> [TASKS TO CARRY OUT]
1 - In the letter, copy the passage from "But whilst Kuhn showed" up to and including "theories. *1(a & b)", changing "social enterprise" to "collective endeavor".
2 - Name every surah of the Quran that the letter mentions by name.
3 - According to the letter, what happens on thrones?

> [EXCERPT TO READ]
• • • •

Thursday, 25 January 2024

A letter to Brian Cox and all Physicists

In most Muslim religious circles, though they are unaware of it, a Popperian view of the Natural Sciences holds sway. 




There, Karl Popper, a mid 20th Century Philosopher, argued that Science is in the job of falsifying theories, and thus that there is nothing sure or certain about it. 


This was later bolstered by Thomas Kuhn who empirically showed that Science can be seen as a social enterprise that progresses through seismic shifts in understanding that he likened to revolutions. 


But whilst Kuhn took a realist and sociological view of the job of science, Popper’s was fully dogmatic. 


Too many people erroneously compounded those two separate ideas, believing that they each corroborated one another. 


But whilst Kuhn showed that Scientific progress is a social enterprise and this dented the view of Scientists being solely in the business of truth discovery, it did not endorse the opposing view of Scientists being in the business of falsifying theories. *1(a & b)


Then when we come across verse 53 of Surah Fussilat and we are confronted with; 

“We will show them our signs..” in the outer reaches and within themselves; 

we are forced to deliberate as to whether the “them” mentioned here is as a collective many, or as a collection of many individuals?


In the language of science - is it observable and repeatable, as in the collective many, or is it like a “revelationary showing” that is only accessible to those who are brought close, but as individuals only. These cannot share what they know, because it is not accessible to the vast many. *2


And then when we also come across verse 2 of Surah Raad, Thunder, we should be in awe of its clarity. 


Surah Raad sits between Yusuf and Ibrahim, and when you read it you should realise that it is talking about our Messenger, who is a Messenger to us all and to those that will come after us. (All of the peoples *3). 


Verse 2 here, talks directly to our current cosmological understanding of the Universe, but with such clarity that it is as if God is here showing us His signs first hand:


<Allah it is who raised the Heavens without any support that you can see,

And then afterwards He ascended the Throne.>


When you compare the ‘Arsh with the Kursi mentioned in greatest verse contained in Surah Baqara, one is translated as throne and the other as seat. 


Even in the English idiom we know the difference, vis a vis ..


“Throne of Authority” and “Seat of Knowledge”, look now again at Ayah tul Kursi to see this for yourself. 


And then ask yourself what happens on Thrones?


Edicts are issued and Laws are enacted. 


So here Allah t’ala is informing us that it is He who expanded the whole Cosmos and then rose on His Throne of Authority and established the Laws of Creation. 


<And then that He subjected the Sun and the Moon> to those Laws. 


Arabic is unusual as a language because  it’s words take forms that designate so much from subject to object to indirect object, from male to female, from singular to many to even two. 


The next word here is outstanding, because Allah t’ala does not refer to the Sun and Moon and say “both of them” (as most translators of its meaning hold), but simply “all” as a singular subject, and not even “all things” (kuli shay), nor even “all of them” (kuli huma). *4


Here the All is not made definite by the inclusion of a preceding Al- (the definite article in Arabic) nor by a following noun or pronoun, but is in the indefinite subject form… meaning ALL- EVERYTHING- and as the subject of that speech.

• • • •

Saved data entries
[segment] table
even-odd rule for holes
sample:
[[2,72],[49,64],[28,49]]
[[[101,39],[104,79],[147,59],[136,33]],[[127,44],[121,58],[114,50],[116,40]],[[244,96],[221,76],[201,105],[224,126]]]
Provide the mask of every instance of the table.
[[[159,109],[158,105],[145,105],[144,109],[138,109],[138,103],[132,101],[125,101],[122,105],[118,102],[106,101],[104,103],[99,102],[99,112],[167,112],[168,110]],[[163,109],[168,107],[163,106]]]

• • • •

> [THE ANSWERS]
1 -
But whilst Kuhn showed that Scientific progress is a collective endeavor and this dented the view of Scientists being solely in the business of truth discovery, it did not endorse the opposing view of Scientists being in the business of falsifying theories. *1(a & b)

2 - Fussilat, Raad, Yusuf, Ibrahim, Baqara

3 - Edicts are issued and laws are enacted.